Source:
Thread (10 messages) 10 messages, 6 authors, 2020-08-26

Re: [RFC PATCH] mm: extend memfd with ability to create "secret" memory areas

From: Andy Lutomirski <luto@kernel.org>
Date: 2020-08-26 16:55:47
Also in: linux-mm, lkml

On Fri, Aug 14, 2020 at 11:09 AM Dave Hansen [off-list ref] wrote:
On 8/14/20 10:46 AM, Andy Lutomirski wrote:
quoted
I'm a little unconvinced about the security benefits.  As far as I
know, UC memory will not end up in cache by any means (unless
aliased), but it's going to be tough to do much with UC data with
anything resembling reasonable performance without derived values
getting cached.
I think this is much more in the category of raising the bar than
providing any absolute security guarantees.
The problem here is that we're raising the bar in a way that is
weirdly architecture dependent, *extremely* nonperformant, and may not
even accomplish what it's trying to accomplish.
Let's say you have a secret and you read it into some registers and then
spill them on the stack.  You've got two cached copies, one for the
primary data and another for the stack copy.  Secret areas don't get rid
of the stack copy, but they do get rid of the other one.  One cache copy
is better than two.  Bar raised. :)

Provided material:
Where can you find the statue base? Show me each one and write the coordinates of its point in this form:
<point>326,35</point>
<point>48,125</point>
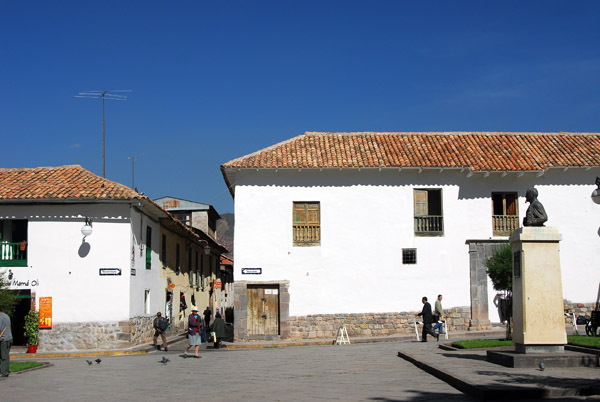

Problem to work on: Copy out the whole mailing-list post on secret memory areas above, word for word.

Answer in full:
Thread (10 messages) 10 messages, 6 authors, 2020-08-26

Re: [RFC PATCH] mm: extend memfd with ability to create "secret" memory areas

From: Andy Lutomirski <luto@kernel.org>
Date: 2020-08-26 16:55:47
Also in: linux-mm, lkml

On Fri, Aug 14, 2020 at 11:09 AM Dave Hansen [off-list ref] wrote:
On 8/14/20 10:46 AM, Andy Lutomirski wrote:
quoted
I'm a little unconvinced about the security benefits.  As far as I
know, UC memory will not end up in cache by any means (unless
aliased), but it's going to be tough to do much with UC data with
anything resembling reasonable performance without derived values
getting cached.
I think this is much more in the category of raising the bar than
providing any absolute security guarantees.
The problem here is that we're raising the bar in a way that is
weirdly architecture dependent, *extremely* nonperformant, and may not
even accomplish what it's trying to accomplish.
Let's say you have a secret and you read it into some registers and then
spill them on the stack.  You've got two cached copies, one for the
primary data and another for the stack copy.  Secret areas don't get rid
of the stack copy, but they do get rid of the other one.  One cache copy
is better than two.  Bar raised. :)